What you are asked to do.
Where an entry contains a picture, skip the picture and write out everything else exactly.

Dataset records.

┄┄┄┄┄┄

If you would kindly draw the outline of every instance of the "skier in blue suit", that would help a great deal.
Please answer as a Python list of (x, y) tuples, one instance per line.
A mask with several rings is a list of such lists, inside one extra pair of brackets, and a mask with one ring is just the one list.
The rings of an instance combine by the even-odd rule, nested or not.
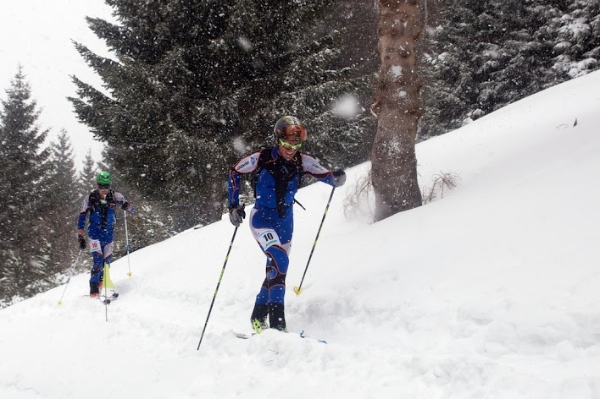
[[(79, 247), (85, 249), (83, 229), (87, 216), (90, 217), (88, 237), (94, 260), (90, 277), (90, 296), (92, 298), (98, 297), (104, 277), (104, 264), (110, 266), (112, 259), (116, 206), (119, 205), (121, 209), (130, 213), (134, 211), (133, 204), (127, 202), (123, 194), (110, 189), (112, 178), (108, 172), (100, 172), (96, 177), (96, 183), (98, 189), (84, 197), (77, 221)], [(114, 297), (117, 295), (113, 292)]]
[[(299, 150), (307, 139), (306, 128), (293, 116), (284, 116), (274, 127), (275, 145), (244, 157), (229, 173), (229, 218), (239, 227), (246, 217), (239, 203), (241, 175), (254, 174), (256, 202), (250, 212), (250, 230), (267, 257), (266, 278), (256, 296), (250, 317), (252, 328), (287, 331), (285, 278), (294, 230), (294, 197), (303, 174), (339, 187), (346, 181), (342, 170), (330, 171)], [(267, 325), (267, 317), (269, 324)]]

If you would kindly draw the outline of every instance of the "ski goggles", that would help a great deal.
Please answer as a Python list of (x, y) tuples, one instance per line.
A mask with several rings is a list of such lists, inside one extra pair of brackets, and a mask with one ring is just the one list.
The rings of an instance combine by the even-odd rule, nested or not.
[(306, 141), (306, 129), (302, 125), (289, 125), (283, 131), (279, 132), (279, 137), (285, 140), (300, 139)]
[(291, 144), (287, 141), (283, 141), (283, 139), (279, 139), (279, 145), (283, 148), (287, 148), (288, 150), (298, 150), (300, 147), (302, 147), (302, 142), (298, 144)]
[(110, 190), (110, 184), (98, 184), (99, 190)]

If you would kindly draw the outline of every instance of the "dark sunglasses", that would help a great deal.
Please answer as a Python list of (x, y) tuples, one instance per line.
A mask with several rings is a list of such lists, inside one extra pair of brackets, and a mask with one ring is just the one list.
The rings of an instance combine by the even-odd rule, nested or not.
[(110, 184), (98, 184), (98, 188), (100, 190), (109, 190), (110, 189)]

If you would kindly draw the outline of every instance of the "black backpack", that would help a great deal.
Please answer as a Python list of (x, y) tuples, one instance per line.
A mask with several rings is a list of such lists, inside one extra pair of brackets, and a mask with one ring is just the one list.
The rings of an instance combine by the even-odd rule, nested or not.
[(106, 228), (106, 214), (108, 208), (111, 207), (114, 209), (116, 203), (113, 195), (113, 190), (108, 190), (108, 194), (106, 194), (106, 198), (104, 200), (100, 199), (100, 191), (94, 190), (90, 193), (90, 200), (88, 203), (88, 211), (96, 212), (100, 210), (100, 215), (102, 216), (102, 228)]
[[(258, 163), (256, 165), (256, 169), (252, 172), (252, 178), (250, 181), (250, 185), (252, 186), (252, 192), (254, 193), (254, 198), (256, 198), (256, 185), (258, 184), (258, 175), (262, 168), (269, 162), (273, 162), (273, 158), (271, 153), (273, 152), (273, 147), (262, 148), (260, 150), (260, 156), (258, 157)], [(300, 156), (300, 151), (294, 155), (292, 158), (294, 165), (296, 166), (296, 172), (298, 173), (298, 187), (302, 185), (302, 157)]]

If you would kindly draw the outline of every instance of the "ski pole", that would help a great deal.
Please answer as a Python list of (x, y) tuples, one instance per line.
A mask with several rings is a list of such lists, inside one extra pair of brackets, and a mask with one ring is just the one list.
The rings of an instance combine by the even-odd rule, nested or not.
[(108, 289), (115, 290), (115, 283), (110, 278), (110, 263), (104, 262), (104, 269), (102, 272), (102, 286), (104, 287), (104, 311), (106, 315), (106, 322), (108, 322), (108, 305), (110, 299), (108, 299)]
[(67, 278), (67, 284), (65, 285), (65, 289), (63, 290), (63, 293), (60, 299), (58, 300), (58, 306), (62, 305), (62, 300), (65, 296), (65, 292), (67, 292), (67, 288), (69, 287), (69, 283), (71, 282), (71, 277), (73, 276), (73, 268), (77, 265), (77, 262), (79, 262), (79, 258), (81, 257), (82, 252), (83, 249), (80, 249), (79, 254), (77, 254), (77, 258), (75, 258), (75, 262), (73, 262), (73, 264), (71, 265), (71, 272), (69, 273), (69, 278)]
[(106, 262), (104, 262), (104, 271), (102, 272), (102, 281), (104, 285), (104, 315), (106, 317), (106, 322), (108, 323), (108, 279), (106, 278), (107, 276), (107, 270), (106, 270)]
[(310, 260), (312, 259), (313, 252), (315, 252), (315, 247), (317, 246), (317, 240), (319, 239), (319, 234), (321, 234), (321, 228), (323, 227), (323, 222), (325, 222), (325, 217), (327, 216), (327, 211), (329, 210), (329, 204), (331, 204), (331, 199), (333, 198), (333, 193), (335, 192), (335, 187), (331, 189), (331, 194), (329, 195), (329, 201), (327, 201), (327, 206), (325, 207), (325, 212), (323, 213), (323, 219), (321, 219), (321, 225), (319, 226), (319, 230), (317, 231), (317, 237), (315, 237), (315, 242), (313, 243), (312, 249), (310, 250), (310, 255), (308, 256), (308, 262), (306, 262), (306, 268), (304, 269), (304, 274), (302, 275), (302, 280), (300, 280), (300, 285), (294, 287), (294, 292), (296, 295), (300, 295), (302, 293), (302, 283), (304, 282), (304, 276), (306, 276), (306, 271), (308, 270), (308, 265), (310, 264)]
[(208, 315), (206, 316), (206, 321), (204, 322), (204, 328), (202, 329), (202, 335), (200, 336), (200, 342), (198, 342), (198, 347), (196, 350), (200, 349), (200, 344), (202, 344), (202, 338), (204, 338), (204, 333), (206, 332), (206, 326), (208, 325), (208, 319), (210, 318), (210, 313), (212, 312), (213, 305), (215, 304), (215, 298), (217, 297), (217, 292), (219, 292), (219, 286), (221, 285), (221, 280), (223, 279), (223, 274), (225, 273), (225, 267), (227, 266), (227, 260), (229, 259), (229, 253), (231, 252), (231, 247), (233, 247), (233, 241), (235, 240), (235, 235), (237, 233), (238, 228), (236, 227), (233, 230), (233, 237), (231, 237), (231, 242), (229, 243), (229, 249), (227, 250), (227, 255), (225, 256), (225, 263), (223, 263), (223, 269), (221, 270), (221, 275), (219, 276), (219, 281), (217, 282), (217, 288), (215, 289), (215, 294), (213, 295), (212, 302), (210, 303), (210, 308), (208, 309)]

┄┄┄┄┄┄

Response below.
If you would kindly draw the outline of every instance of the "skier in blue suit", that would help a great deal.
Please answer as a Python list of (x, y) tuples, one instance per line.
A mask with several rings is a list of such lists, inside one extra pair of brackets, and a mask with one ring is just the one list.
The rings of an instance combine by the even-odd rule, nested or not.
[[(79, 247), (85, 249), (83, 229), (87, 216), (90, 217), (88, 237), (94, 260), (90, 277), (90, 296), (92, 298), (98, 297), (104, 277), (104, 264), (110, 266), (112, 259), (116, 206), (119, 205), (121, 209), (130, 213), (134, 211), (133, 204), (127, 202), (123, 194), (110, 189), (112, 178), (108, 172), (100, 172), (96, 177), (96, 183), (98, 189), (84, 197), (77, 221)], [(114, 297), (117, 295), (113, 292)]]
[[(299, 150), (307, 139), (306, 128), (293, 116), (284, 116), (274, 127), (275, 145), (244, 157), (229, 173), (229, 218), (239, 227), (246, 217), (239, 203), (241, 175), (254, 174), (256, 202), (250, 212), (250, 230), (267, 257), (266, 278), (256, 296), (250, 317), (252, 328), (287, 331), (285, 278), (294, 230), (294, 197), (303, 174), (339, 187), (346, 181), (342, 170), (330, 171)], [(267, 325), (267, 317), (269, 324)]]

If you would kindly draw the outline of every instance of the "ski goggles", that would help a great deal.
Please answer as a Python list of (x, y) tuples, one instance per line.
A mask with several rings is a list of such lists, inside one extra pair of brackets, and a mask with one ring is just the one list.
The rings of an instance combine by the even-odd rule, nested or not.
[(306, 141), (306, 129), (302, 125), (289, 125), (283, 131), (279, 132), (279, 137), (285, 140), (300, 139)]
[(291, 144), (287, 141), (283, 141), (283, 139), (279, 139), (279, 145), (283, 148), (287, 148), (288, 150), (298, 150), (300, 147), (302, 147), (302, 142), (298, 144)]
[(110, 190), (110, 184), (98, 184), (99, 190)]

If you would kindly draw the outline of every instance of the "dark sunglasses", that would help a great deal.
Please answer as a Python list of (x, y) tuples, one instance per line.
A mask with several rings is a list of such lists, inside one extra pair of brackets, and a mask with one ring is just the one list.
The rings of an instance combine by the even-odd rule, nested or not.
[(110, 184), (98, 184), (98, 188), (100, 190), (109, 190), (110, 189)]

If you would kindly draw the outline of every instance of the "black backpack", that would help a great deal.
Please answer as a Python list of (x, y) tuples, one instance per line.
A mask with several rings is a list of such lists, inside one extra pair of brackets, and a mask with one ring is just the one list.
The rings of an instance combine by the even-odd rule, nested or not.
[(106, 228), (106, 214), (108, 208), (111, 207), (114, 209), (116, 203), (113, 195), (113, 190), (108, 190), (108, 194), (106, 194), (106, 198), (104, 200), (100, 199), (100, 191), (94, 190), (90, 193), (90, 200), (88, 203), (88, 211), (96, 212), (100, 210), (100, 215), (102, 216), (102, 228)]
[[(258, 163), (256, 165), (256, 169), (252, 172), (252, 178), (250, 181), (250, 185), (252, 186), (252, 192), (254, 193), (254, 198), (256, 198), (256, 185), (258, 184), (258, 175), (262, 168), (269, 162), (273, 162), (273, 158), (271, 153), (273, 152), (273, 147), (262, 148), (260, 150), (260, 156), (258, 157)], [(300, 156), (300, 151), (294, 155), (292, 158), (294, 165), (296, 166), (296, 172), (298, 173), (298, 187), (302, 185), (302, 157)]]

If you would kindly draw the outline of every instance of the "ski pole", that would help a great deal.
Please answer as a Python list of (x, y) tuples, one instance per line.
A mask with several rings is a list of such lists, inside one extra pair of brackets, and a mask with one ring is just the one list.
The rings of an instance combine by the even-odd rule, nested or not.
[(108, 289), (115, 290), (115, 283), (110, 278), (110, 263), (104, 262), (104, 269), (102, 272), (102, 286), (104, 287), (104, 311), (106, 315), (106, 322), (108, 322), (108, 305), (110, 299), (108, 299)]
[(67, 278), (67, 284), (65, 285), (65, 289), (63, 290), (63, 293), (60, 299), (58, 300), (58, 306), (62, 305), (62, 300), (65, 296), (65, 292), (67, 292), (67, 288), (69, 287), (69, 283), (71, 282), (71, 277), (73, 276), (73, 268), (77, 265), (77, 262), (79, 262), (79, 258), (81, 257), (82, 252), (83, 249), (80, 249), (79, 254), (77, 254), (77, 258), (75, 258), (75, 262), (73, 262), (73, 264), (71, 265), (71, 272), (69, 273), (69, 278)]
[(106, 262), (104, 262), (104, 271), (102, 272), (102, 281), (104, 285), (104, 315), (106, 317), (106, 322), (108, 323), (108, 279), (106, 278), (107, 276), (107, 270), (106, 270)]
[(310, 260), (312, 259), (313, 252), (315, 252), (315, 247), (317, 246), (317, 240), (319, 239), (319, 234), (321, 234), (321, 228), (323, 227), (323, 222), (325, 222), (325, 217), (327, 216), (327, 211), (329, 210), (329, 204), (331, 204), (331, 199), (333, 198), (333, 193), (335, 192), (335, 187), (331, 189), (331, 194), (329, 195), (329, 201), (327, 201), (327, 206), (325, 207), (325, 212), (323, 213), (323, 219), (321, 219), (321, 225), (319, 226), (319, 230), (317, 231), (317, 237), (315, 237), (315, 242), (313, 243), (312, 249), (310, 250), (310, 255), (308, 256), (308, 262), (306, 262), (306, 268), (304, 269), (304, 274), (302, 275), (302, 280), (300, 280), (300, 285), (294, 287), (294, 292), (296, 295), (300, 295), (302, 293), (302, 283), (304, 282), (304, 276), (306, 276), (306, 271), (308, 270), (308, 265), (310, 264)]
[(208, 315), (206, 316), (206, 321), (204, 322), (204, 328), (202, 329), (202, 335), (200, 336), (200, 342), (198, 342), (198, 347), (196, 350), (200, 349), (200, 344), (202, 344), (202, 338), (204, 338), (204, 333), (206, 332), (206, 326), (208, 325), (208, 319), (210, 318), (210, 313), (212, 312), (213, 305), (215, 304), (215, 298), (217, 297), (217, 292), (219, 292), (219, 286), (221, 285), (221, 280), (223, 279), (223, 274), (225, 273), (225, 267), (227, 266), (227, 260), (229, 259), (229, 253), (231, 252), (231, 247), (233, 247), (233, 241), (235, 240), (235, 235), (237, 233), (238, 228), (236, 227), (233, 230), (233, 237), (231, 237), (231, 242), (229, 243), (229, 249), (227, 250), (227, 255), (225, 256), (225, 263), (223, 263), (223, 269), (221, 270), (221, 275), (219, 276), (219, 281), (217, 282), (217, 288), (215, 289), (215, 294), (213, 295), (212, 302), (210, 303), (210, 308), (208, 309)]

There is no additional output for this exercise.